Studio album by Shed Seven
- Released: 10 November 2017
- Genre: Britpop
- Label: BMG
- Producer: Youth

Shed Seven chronology
| Truth Be Told (2001) | Instant Pleasures (2017) | A Matter of Time (2024) |

Singles from Instant Pleasures
- "Room in My House" Released: 21 September 2017; "It's Not Easy" Released: 16 October 2017; "Nothing to Live Down" Released: 1 November 2017; "Victoria" Released: 23 March 2018;

= Instant Pleasures =

Instant Pleasures is the fifth studio album by the British rock band Shed Seven, released via BMG Rights Management in November 2017. The album charted at No.8 in the UK album chart, on sales of 13,277. It was Shed Seven's first album since 2001's Truth Be Told and marked the return of lead guitarist Paul Banks, who had last appeared on 1998's Let It Ride.

Professional ratings
Review scores
| Source | Rating |
| The Guardian | Star |
| God Is in the TV | 8/10 |

==Track listing==

Original album
| No. | Title | Length |
|---|---|---|
| 1. | "Room in My House" | 5:06 |
| 2. | "Nothing to Live Down" | 3:58 |
| 3. | "It's Not Easy" | 5:03 |
| 4. | "Said I'm Sorry" | 4:16 |
| 5. | "Victoria" | 3:47 |
| 6. | "Better Days" | 4:05 |
| 7. | "Enemies and Friends" | 4:27 |
| 8. | "Star Crossed Lovers" | 3:53 |
| 9. | "Hang On" | 5:16 |
| 10. | "Butterfly on a Wheel" | 4:00 |
| 11. | "People Will Talk" | 3:56 |
| 12. | "Invincible" | 3:58 |

Bonus 7" in 7x7" box set edition
| No. | Title | Length |
|---|---|---|
| 13. | "Flashbacks" |  |
| 14. | "Everything Feels Alive" |  |

Deluxe edition bonus CD
| No. | Title | Length |
|---|---|---|
| 1. | "Won't Get Home Tonight" |  |
| 2. | "Waiting for the Catch" |  |
| 3. | "Flashbacks" |  |
| 4. | "Thank You" |  |
| 5. | "Better Days" (Home Demo) |  |
| 6. | "It's Not Easy" (Demo) |  |
| 7. | "Brighter Skies" (Home Demo) |  |
| 8. | "Room In My House" (Youth + Luke's Bingo Wings Beach House Mix) |  |
| 9. | "Nothing to Live Down" (Youth + Luke's Autobahn Remix) |  |
| 10. | "People Will Talk" (Youth + Michael's Berlin Disco Extended Mix) |  |

==Personnel==
===Shed Seven===
- Rick Witter – lead vocals
- Paul Banks – guitar, piano
- Joe Johnson – guitar, keyboards
- Tom Gladwin – bass
- Alan Leach – drums, percussion

===Additional musicians===
- Michael Rendall – additional keyboards, programming
- Matthew Hardy – trumpet
- Timothy Hurst – trombone
- Andrew Cox – saxophone
- Zara Benyounes – violin
- Jenny Sacha – violin
- Emma Owens – viola
- Rosie Danvers – cello, string arrangements
- Mary Pearce – backing vocals
- Beverly Skeete – backing vocals
- Lara Smiles – additional vocals on "Waiting for the Catch"

**Extracted data**
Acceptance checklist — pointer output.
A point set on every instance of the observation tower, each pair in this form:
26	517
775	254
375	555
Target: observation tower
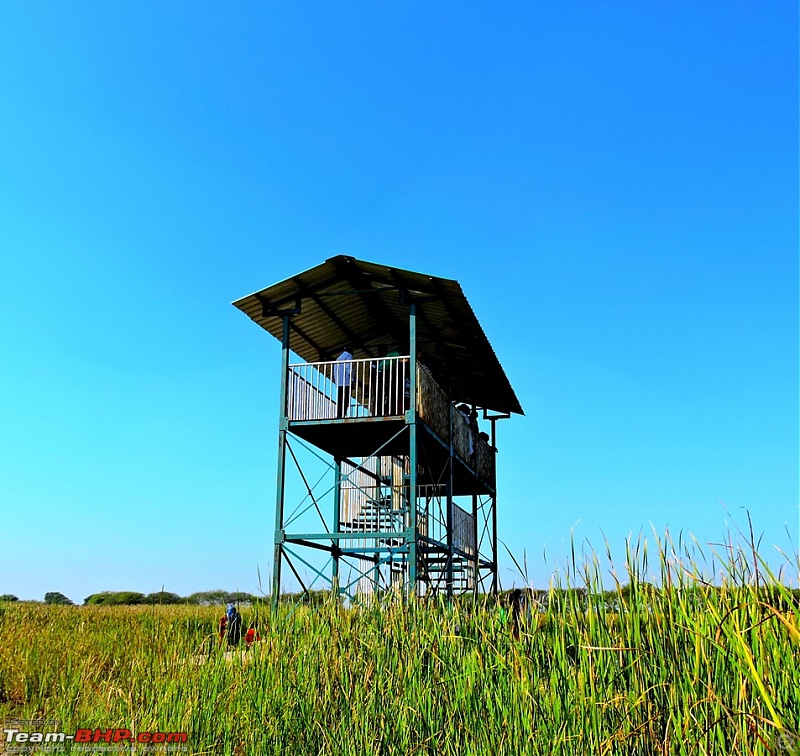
390	394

**Problem**
Rewrite the album page from "Singles from Instant" up to and including "Let It Ride.", changing every "Instant Pleasures" to "Simple Pleasures".

**Final result**
Singles from Simple Pleasures
- "Room in My House" Released: 21 September 2017; "It's Not Easy" Released: 16 October 2017; "Nothing to Live Down" Released: 1 November 2017; "Victoria" Released: 23 March 2018;

= Simple Pleasures =

Simple Pleasures is the fifth studio album by the British rock band Shed Seven, released via BMG Rights Management in November 2017. The album charted at No.8 in the UK album chart, on sales of 13,277. It was Shed Seven's first album since 2001's Truth Be Told and marked the return of lead guitarist Paul Banks, who had last appeared on 1998's Let It Ride.